**Text block:**
- - -

GPO RELEASES THE OFFICAL DIGITAL & PRINT VERSIONS OF THE SENATE CIA REPORT

WASHINGTON – – The U.S. Government Printing Office (GPO) makes available the official and authentic digital and print versions of the Report of the Senate Select Committee on Intelligence Committee Study of the Central Intelligence Agency’s Detention and Interrogation Program, together with a forward by Chairman Feinstein and Additional and Minority Views (Senate Report 113-288).

This document comprises the declassified Executive Summary and Findings and Conclusions, including declassified additional and minority views. The full classified report will be maintained by the Committee and has been provided to the Executive Branch for dissemination to all relevant agencies.


The release of the Senate’s Study of the CIA’s Detention and Interrogation Program presents some interesting issues for government documents collections.

Issues

There are 3 separate documents and they are easily findable on the web on different web sites, but not all sites have all 3 documents and the the different copies of the individual documents are not the same.

The “official” copies are (at least today) listed on the home page of Senate Committee’s web site [see below)], but are not listed on the Committee’s Publications Page or its Press Release page – perhaps because the report is not an official committee document with an assigned “Document” or “Report” number. Presumably it will not be in FDsys unless or until it gets an official Document or Report designation.

(Why isn’t it “official”? The report was initially intended to be a full committee report. In 2009 the Committee voted 14–1 to initiate the study. But in 2009 Republicans on the Committee withdrew from active participation in the study.)

My speculation is that the different PDF files that you can find on the web are slightly different because each one was produced by scanning a paper copy with different software. I do not know if the Committee only distributed a paper copy but I do know that even its own PDF copy is (apparently) a scanned copy. (You can tell because, if you try to copy the text from the PDF, you will discover that it is badly OCR’d (optical character recognition) text. For example, the digital text of names of Senators is sometimes badly converted: Chambliss becomes “CHAMBUSS” and Rubio becomes “Rvbio”). The official copies were created using Adobe PDF Scan Library 3.1 and ScandAll PRO V2.0.12.

Official Reports and Statements

The Senate Select Committee on Intelligence currently has links to three documents on its home page.

The CIA has its own responses to the report, currently listed on its Reports page.

Other official statements.

- - -

**Exercise 1:** In the text on the Senate CIA report, what software was used to create the official copies?
**Exercise 2:** List every page of the Senate Committee's web site that the text on the Senate CIA report mentions.

Excerpts of labeled region data
- - -

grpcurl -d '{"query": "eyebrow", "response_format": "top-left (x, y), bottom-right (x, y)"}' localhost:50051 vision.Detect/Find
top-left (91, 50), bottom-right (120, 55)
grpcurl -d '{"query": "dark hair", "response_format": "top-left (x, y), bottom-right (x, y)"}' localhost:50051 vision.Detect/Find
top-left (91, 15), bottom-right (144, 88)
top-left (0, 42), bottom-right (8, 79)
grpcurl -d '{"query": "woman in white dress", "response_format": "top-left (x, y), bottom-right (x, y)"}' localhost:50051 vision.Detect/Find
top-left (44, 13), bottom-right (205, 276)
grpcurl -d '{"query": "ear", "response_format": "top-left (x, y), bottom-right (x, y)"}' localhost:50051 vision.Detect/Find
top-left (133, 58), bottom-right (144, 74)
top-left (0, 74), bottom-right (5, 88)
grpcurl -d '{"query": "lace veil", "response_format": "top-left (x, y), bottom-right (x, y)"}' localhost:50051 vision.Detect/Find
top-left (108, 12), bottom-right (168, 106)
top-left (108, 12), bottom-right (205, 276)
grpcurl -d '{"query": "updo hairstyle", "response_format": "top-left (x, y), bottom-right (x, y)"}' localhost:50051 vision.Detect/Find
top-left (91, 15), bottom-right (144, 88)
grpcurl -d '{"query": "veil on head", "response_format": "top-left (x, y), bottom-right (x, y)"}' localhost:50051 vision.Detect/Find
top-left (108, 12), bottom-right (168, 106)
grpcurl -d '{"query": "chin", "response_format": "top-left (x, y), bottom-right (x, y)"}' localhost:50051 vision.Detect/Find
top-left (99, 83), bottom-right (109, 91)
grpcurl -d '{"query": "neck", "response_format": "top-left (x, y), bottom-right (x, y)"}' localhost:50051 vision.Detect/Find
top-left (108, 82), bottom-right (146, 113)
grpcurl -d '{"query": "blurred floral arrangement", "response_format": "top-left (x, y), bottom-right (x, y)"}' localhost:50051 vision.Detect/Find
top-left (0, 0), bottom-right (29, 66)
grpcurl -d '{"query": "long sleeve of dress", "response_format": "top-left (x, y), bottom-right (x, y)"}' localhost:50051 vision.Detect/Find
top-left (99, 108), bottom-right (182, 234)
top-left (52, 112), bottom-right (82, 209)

- - -

**Written answer 1:** Adobe PDF Scan Library 3.1 and ScandAll PRO V2.0.12.

**Written answer 2:** Home page, Publications Page, Press Release page